_Task inputs_:
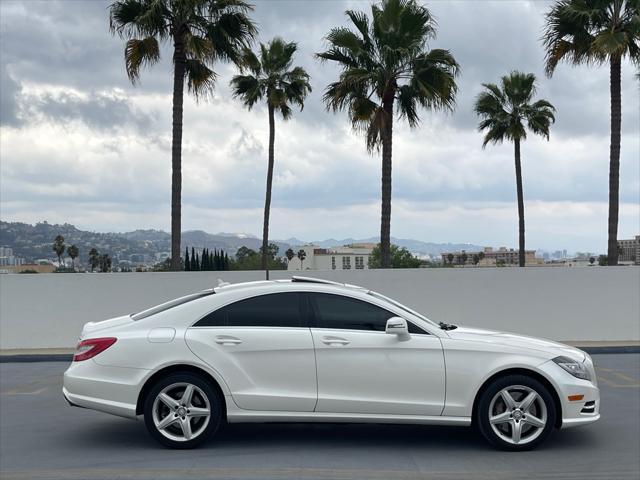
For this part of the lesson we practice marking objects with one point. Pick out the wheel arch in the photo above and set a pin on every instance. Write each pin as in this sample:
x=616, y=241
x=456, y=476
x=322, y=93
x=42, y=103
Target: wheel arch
x=520, y=371
x=178, y=368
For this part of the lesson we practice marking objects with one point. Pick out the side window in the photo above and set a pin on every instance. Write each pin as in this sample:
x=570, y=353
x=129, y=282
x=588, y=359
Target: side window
x=336, y=311
x=273, y=310
x=413, y=328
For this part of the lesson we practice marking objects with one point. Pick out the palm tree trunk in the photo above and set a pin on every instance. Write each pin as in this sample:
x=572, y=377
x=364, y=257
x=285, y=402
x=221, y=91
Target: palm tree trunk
x=385, y=220
x=614, y=160
x=267, y=198
x=521, y=251
x=179, y=66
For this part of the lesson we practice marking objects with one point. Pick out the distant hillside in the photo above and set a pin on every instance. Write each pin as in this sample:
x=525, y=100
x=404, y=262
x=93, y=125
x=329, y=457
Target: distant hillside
x=415, y=246
x=34, y=242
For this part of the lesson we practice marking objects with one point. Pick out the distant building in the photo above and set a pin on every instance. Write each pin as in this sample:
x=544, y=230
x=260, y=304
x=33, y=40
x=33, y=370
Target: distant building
x=629, y=251
x=7, y=258
x=490, y=257
x=34, y=267
x=349, y=257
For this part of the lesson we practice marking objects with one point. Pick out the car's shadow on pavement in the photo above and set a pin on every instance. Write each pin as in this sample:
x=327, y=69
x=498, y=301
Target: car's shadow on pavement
x=231, y=437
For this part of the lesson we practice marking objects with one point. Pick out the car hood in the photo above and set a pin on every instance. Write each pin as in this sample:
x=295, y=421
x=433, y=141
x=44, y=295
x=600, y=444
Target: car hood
x=494, y=337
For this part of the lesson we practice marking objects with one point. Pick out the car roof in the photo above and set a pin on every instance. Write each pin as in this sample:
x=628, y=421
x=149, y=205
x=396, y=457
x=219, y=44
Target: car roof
x=285, y=283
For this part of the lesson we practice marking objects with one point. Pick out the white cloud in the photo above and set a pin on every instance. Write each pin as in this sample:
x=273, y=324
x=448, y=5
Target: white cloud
x=80, y=144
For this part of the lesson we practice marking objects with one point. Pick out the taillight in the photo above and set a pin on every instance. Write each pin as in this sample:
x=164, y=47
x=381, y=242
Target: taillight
x=89, y=348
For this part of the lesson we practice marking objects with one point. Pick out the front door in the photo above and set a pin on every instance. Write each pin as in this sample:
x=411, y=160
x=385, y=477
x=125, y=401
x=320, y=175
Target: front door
x=361, y=369
x=262, y=348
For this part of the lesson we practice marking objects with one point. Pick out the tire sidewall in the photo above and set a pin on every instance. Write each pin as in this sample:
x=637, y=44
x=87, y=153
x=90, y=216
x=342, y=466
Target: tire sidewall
x=215, y=402
x=482, y=413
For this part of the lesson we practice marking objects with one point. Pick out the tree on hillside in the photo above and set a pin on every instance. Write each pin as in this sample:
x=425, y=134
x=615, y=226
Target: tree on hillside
x=270, y=75
x=400, y=258
x=194, y=261
x=94, y=259
x=289, y=254
x=58, y=248
x=597, y=32
x=202, y=32
x=505, y=112
x=105, y=263
x=301, y=256
x=73, y=251
x=387, y=70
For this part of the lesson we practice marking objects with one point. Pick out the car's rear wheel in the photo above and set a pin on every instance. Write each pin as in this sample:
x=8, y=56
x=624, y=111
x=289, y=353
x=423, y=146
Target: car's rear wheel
x=516, y=413
x=182, y=410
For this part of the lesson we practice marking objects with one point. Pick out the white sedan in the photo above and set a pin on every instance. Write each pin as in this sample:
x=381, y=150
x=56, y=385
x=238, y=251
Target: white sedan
x=307, y=350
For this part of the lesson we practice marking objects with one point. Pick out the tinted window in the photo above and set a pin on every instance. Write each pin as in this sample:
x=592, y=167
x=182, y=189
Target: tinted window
x=274, y=310
x=336, y=311
x=415, y=329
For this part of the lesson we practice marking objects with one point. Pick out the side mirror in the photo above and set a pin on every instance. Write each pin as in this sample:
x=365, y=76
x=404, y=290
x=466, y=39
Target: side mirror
x=397, y=326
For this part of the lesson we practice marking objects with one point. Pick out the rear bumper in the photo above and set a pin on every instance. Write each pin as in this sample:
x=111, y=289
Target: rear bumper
x=111, y=390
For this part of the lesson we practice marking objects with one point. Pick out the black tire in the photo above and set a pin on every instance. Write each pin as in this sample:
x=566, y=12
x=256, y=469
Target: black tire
x=531, y=436
x=207, y=392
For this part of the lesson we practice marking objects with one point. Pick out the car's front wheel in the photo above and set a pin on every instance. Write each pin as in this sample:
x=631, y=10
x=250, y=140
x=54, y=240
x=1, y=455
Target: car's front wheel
x=516, y=412
x=182, y=410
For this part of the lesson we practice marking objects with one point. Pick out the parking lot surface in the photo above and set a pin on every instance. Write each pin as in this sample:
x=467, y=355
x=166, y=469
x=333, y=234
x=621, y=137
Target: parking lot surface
x=41, y=437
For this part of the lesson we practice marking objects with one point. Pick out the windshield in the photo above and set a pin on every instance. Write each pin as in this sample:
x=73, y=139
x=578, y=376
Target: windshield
x=400, y=306
x=173, y=303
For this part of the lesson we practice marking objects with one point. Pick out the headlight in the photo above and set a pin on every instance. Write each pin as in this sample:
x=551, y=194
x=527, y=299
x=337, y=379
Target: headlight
x=575, y=368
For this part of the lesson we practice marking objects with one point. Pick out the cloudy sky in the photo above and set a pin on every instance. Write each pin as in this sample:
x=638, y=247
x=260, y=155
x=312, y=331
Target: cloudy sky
x=79, y=144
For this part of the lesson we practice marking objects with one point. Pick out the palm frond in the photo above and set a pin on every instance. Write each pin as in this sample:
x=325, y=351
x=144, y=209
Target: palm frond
x=139, y=54
x=505, y=110
x=248, y=88
x=201, y=80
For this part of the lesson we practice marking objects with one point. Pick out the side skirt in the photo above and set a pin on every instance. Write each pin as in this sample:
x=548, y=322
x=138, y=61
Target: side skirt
x=248, y=416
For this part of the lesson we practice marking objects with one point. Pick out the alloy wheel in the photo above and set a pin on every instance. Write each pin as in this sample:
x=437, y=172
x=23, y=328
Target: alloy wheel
x=181, y=412
x=517, y=414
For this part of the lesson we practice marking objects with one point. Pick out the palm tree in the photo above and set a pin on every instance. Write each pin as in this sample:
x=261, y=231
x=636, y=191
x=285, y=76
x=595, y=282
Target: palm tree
x=385, y=65
x=301, y=256
x=504, y=111
x=598, y=32
x=201, y=33
x=73, y=251
x=270, y=76
x=58, y=248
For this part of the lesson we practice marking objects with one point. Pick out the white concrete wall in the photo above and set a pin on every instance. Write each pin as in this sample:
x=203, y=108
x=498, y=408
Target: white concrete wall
x=571, y=304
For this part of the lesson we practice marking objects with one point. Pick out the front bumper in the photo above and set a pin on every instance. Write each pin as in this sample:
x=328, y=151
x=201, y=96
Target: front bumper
x=111, y=390
x=581, y=412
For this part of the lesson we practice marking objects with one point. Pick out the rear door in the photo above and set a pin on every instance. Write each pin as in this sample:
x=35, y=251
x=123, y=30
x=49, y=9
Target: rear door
x=362, y=369
x=263, y=349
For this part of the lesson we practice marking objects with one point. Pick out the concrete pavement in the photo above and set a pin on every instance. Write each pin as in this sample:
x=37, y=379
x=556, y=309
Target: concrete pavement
x=43, y=438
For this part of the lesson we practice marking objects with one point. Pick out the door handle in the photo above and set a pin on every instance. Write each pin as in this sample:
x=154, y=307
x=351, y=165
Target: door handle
x=335, y=341
x=226, y=340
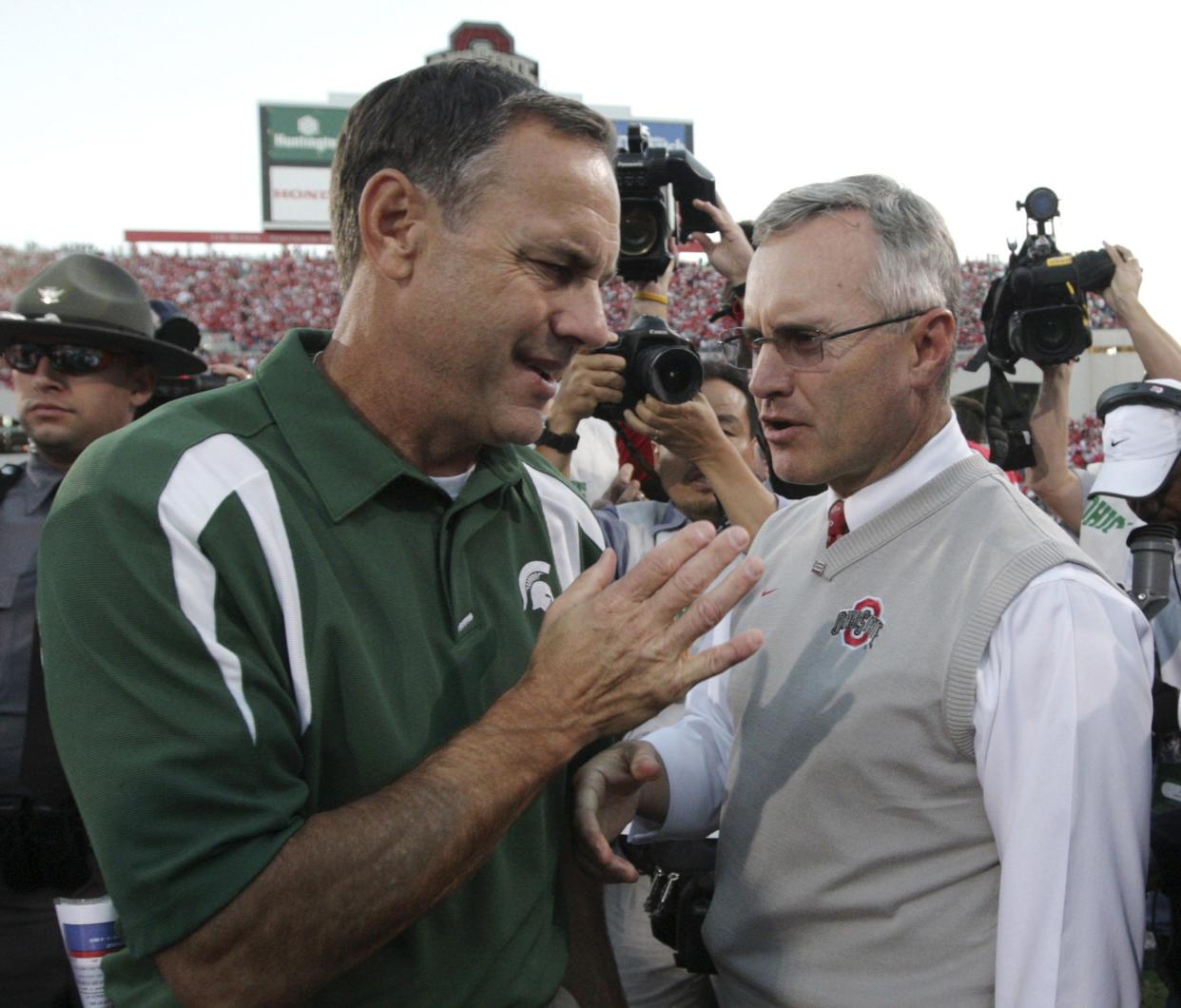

_Exercise instructions_: Nothing but the lines from the first line of the listing above to the line containing "x=260, y=304" should appear in the answer, each one exact and with no pictures.

_Output below_:
For this part of the lesson we practice marking objects with one point. Pick out the wheel arch in the photo above and set a pin on every instance. Write each pin as in this sample:
x=616, y=241
x=456, y=476
x=322, y=93
x=42, y=103
Target: wheel arch
x=520, y=371
x=178, y=368
For this part of the lesson we practice marking objects with one point. Pick out the side window in the photo above and set a pin on every instance. Write each pin as in this sample:
x=570, y=353
x=129, y=282
x=588, y=359
Target: side window
x=336, y=311
x=273, y=310
x=413, y=328
For this part of the lesson we practice marking objects with one point. Pick out the palm tree trunk in the photo above and set a pin on every instance. Write each pin as in this sample:
x=572, y=377
x=364, y=257
x=285, y=402
x=221, y=91
Target: palm tree trunk
x=385, y=220
x=614, y=160
x=267, y=198
x=521, y=251
x=179, y=66
For this part of the lesson we practice marking objects with one point. Pick out the distant hillside in the photo above and set a pin on every instance. Write each pin as in this sample:
x=525, y=100
x=404, y=262
x=93, y=125
x=329, y=457
Target: distant hillside
x=415, y=246
x=34, y=242
For this part of the lesson we practice marking objects with one point. Pick out the distant building in the photo above and set a pin on every instance. Write each pin as in this sample:
x=544, y=230
x=260, y=304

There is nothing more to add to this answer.